**Study questions:**
**1)** In the article on Victoria's scoliosis, rewrite the paragraph that begins "ApiFix offers substantial benefits" as a short bulleted list that keeps its main facts.
**2)** Please decide whether each statement agrees with the article on Victoria's scoliosis. Answer yes or no, and quote the deciding words. (a) Victoria's family lived in Chicago. (b) The family chose spinal fusion surgery for Victoria. (c) Dr. Albert found the curve of her spine was at 45 degrees.
**3)** Reproduce the article on Victoria's scoliosis word for word, from "Victoria and her" up to and including "a month later.".

**Excerpt:**
At the end of September 2020, Victoria Hernandez’s parents, José and Lidia, noticed that one of the 12-year-old’s shoulders was higher than the other. When they asked her about it, she mentioned that she had been experiencing some pressure in her back, but she thought it was normal.
They consulted with a pediatric orthopedist in their hometown of Chicago. The physician took an X-ray of Victoria’s back and determined she had scoliosis. During their appointment he gave them a few options for next steps which included the use of a brace, spinal fusion surgery or a new spinal procedure called ApiFix, a minimally invasive procedure that was recently approved by the Food and Drug Administration.
ApiFix offers substantial benefits over a traditional fusion surgery to straighten a curved spine, including a smaller incision, faster operation and shorter hospital stay. It acts as an internal brace and naturally expands as the child grows or exercises.
Victoria and her parents knew right away that they did not want to pursue the spinal fusion surgery. One of Victoria’s cousins had recently had the surgery and his recovery had been long and difficult. Instead, they started scouring the internet looking for hospitals that performed the ApiFix procedure. During their search they found Dayton Children’s Hospital. And, after reading through the website and doing additional research, they made an appointment with Michael Albert, MD, chief, division of pediatric orthopedics.
The Chicago-based family traveled to Dayton in December to determine if Victoria would be a candidate for ApiFix. At the appointment, Dr. Albert took another set of X-rays of Victoria’s back and found that the curve of her spine was at 51 degrees, which confirmed that she had severe scoliosis and would be eligible for ApiFix. Her surgery was scheduled for a month later.

**Information provided:**
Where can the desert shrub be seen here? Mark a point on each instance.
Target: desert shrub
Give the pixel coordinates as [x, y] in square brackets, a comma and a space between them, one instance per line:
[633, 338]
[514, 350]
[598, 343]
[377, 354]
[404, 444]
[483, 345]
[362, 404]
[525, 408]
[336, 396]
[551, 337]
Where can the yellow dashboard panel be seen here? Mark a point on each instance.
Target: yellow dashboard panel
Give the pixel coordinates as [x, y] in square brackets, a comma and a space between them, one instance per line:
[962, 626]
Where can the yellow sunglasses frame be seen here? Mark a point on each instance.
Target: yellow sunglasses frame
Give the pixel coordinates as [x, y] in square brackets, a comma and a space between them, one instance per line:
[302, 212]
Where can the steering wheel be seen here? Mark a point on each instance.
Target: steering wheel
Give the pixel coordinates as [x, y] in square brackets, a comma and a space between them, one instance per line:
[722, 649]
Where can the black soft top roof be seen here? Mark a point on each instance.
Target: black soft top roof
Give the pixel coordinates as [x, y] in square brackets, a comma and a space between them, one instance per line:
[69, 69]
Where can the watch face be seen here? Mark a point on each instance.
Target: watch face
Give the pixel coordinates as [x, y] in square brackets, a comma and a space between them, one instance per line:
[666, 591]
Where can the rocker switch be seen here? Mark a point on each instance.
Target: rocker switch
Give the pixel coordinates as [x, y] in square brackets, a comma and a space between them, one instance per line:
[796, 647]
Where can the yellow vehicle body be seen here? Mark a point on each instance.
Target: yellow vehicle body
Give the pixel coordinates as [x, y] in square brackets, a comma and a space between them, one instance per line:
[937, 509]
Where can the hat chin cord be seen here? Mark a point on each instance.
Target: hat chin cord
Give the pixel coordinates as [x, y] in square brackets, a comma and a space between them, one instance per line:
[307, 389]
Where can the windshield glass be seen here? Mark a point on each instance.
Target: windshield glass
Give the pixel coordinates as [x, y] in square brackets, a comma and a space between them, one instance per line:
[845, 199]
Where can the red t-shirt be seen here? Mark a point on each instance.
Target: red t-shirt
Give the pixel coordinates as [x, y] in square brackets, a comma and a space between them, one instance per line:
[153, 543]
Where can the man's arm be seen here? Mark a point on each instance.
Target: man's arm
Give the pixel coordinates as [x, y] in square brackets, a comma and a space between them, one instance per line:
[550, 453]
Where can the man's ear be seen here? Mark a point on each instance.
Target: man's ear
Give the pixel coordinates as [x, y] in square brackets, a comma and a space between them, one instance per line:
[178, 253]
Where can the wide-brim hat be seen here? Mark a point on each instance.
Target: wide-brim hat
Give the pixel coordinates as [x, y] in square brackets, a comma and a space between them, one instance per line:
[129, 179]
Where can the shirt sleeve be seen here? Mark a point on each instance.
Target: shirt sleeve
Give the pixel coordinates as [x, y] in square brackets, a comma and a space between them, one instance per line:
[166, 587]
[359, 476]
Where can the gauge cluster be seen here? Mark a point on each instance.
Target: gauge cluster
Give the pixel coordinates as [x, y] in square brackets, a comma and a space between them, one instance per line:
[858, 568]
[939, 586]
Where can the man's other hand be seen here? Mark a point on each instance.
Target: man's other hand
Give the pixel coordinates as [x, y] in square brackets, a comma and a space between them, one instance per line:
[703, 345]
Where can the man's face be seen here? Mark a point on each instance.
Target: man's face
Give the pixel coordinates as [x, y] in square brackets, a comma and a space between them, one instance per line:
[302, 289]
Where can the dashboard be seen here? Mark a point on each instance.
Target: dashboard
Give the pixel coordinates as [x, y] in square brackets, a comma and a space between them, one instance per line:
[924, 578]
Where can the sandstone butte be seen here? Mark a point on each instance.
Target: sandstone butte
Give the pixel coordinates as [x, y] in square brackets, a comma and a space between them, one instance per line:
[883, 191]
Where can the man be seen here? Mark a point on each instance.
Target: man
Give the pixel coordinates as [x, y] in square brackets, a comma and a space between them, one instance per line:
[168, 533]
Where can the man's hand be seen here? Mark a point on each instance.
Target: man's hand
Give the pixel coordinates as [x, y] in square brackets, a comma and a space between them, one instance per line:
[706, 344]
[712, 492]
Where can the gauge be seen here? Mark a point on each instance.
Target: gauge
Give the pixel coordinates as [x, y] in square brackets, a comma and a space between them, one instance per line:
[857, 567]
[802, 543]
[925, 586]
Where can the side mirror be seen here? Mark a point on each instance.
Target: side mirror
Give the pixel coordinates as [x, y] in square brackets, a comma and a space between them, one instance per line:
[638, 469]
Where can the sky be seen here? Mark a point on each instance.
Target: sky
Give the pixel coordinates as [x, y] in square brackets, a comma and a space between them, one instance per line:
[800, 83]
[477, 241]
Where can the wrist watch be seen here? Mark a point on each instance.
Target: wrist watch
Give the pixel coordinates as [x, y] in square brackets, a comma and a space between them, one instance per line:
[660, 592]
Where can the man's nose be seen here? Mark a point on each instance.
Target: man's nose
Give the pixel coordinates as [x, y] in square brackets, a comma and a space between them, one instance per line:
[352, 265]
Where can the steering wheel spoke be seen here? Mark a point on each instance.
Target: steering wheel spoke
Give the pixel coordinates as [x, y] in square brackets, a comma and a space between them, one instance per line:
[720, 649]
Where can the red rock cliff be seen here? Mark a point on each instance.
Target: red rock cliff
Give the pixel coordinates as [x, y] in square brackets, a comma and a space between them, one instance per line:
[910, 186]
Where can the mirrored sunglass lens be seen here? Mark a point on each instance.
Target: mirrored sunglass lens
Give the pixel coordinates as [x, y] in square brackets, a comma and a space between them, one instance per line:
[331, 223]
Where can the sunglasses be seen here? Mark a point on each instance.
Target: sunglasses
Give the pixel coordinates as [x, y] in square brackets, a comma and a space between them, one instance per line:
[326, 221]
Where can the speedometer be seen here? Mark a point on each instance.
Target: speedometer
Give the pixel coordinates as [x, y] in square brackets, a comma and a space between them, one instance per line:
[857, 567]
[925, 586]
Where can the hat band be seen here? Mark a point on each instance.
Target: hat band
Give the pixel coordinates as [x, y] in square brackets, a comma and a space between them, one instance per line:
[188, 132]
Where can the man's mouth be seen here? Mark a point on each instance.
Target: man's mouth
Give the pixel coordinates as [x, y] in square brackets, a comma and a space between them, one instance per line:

**Exercise answers:**
**1)**
- ApiFix has substantial benefits over traditional fusion surgery for straightening a curved spine.
- It uses a smaller incision.
- The operation is faster.
- The hospital stay is shorter.
- It acts as an internal brace.
- It naturally expands as the child grows or exercises.

**2)**
(a) Yes: "their hometown of Chicago"
(b) No: "they did not want to pursue the spinal fusion surgery"
(c) No: "the curve of her spine was at 51 degrees"

**3)**
Victoria and her parents knew right away that they did not want to pursue the spinal fusion surgery. One of Victoria’s cousins had recently had the surgery and his recovery had been long and difficult. Instead, they started scouring the internet looking for hospitals that performed the ApiFix procedure. During their search they found Dayton Children’s Hospital. And, after reading through the website and doing additional research, they made an appointment with Michael Albert, MD, chief, division of pediatric orthopedics.
The Chicago-based family traveled to Dayton in December to determine if Victoria would be a candidate for ApiFix. At the appointment, Dr. Albert took another set of X-rays of Victoria’s back and found that the curve of her spine was at 51 degrees, which confirmed that she had severe scoliosis and would be eligible for ApiFix. Her surgery was scheduled for a month later.